:: RECORDS TO PROCESS

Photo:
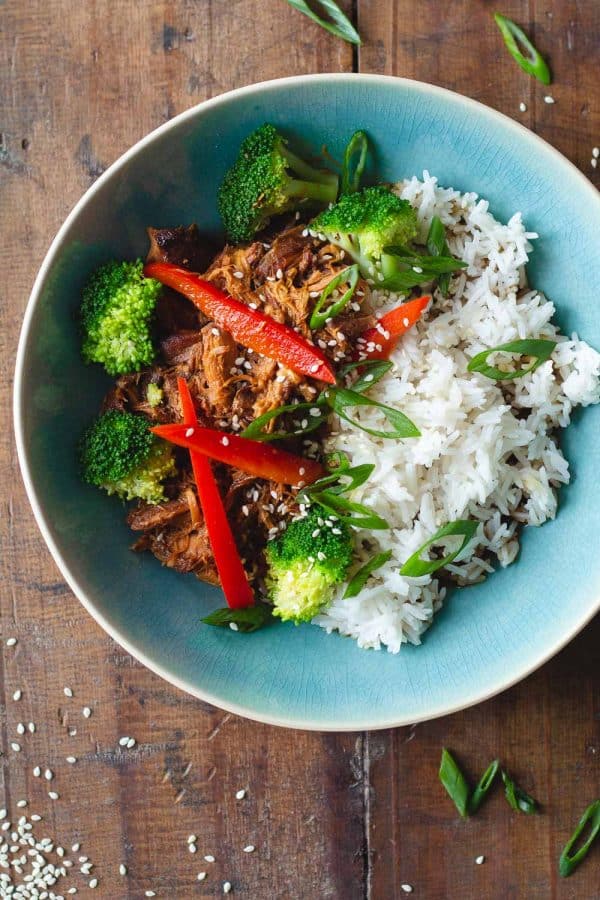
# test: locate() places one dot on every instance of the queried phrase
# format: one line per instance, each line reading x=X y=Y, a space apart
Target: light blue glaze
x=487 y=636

::::
:: RECORDS TO PROCESS

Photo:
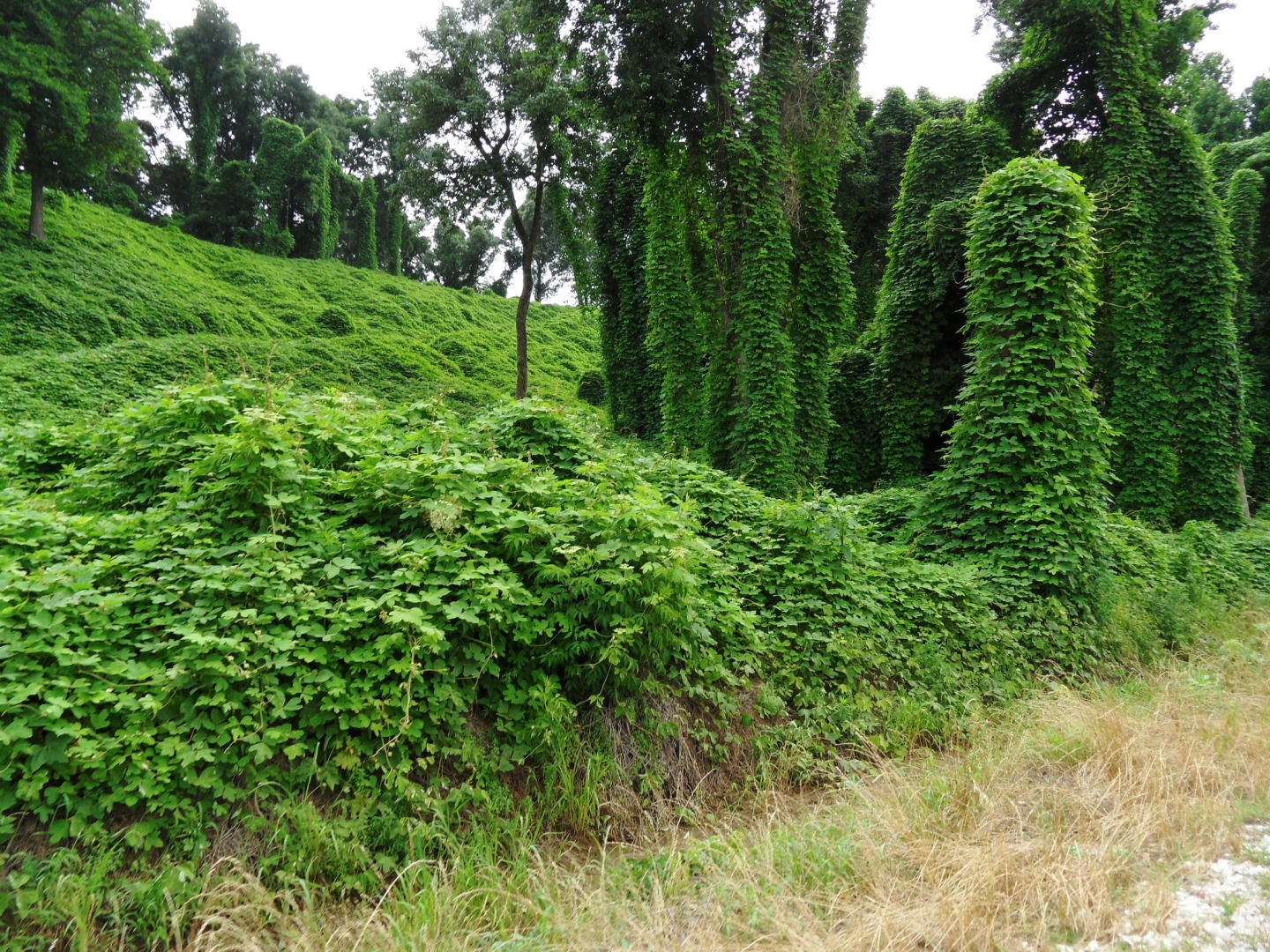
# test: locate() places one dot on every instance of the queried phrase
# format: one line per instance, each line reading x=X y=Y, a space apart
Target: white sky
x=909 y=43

::::

* THE REQUEST
Show each line above that contains the string "Target". Letter case counts.

* OUTPUT
Target: light blue glaze
Target: white sky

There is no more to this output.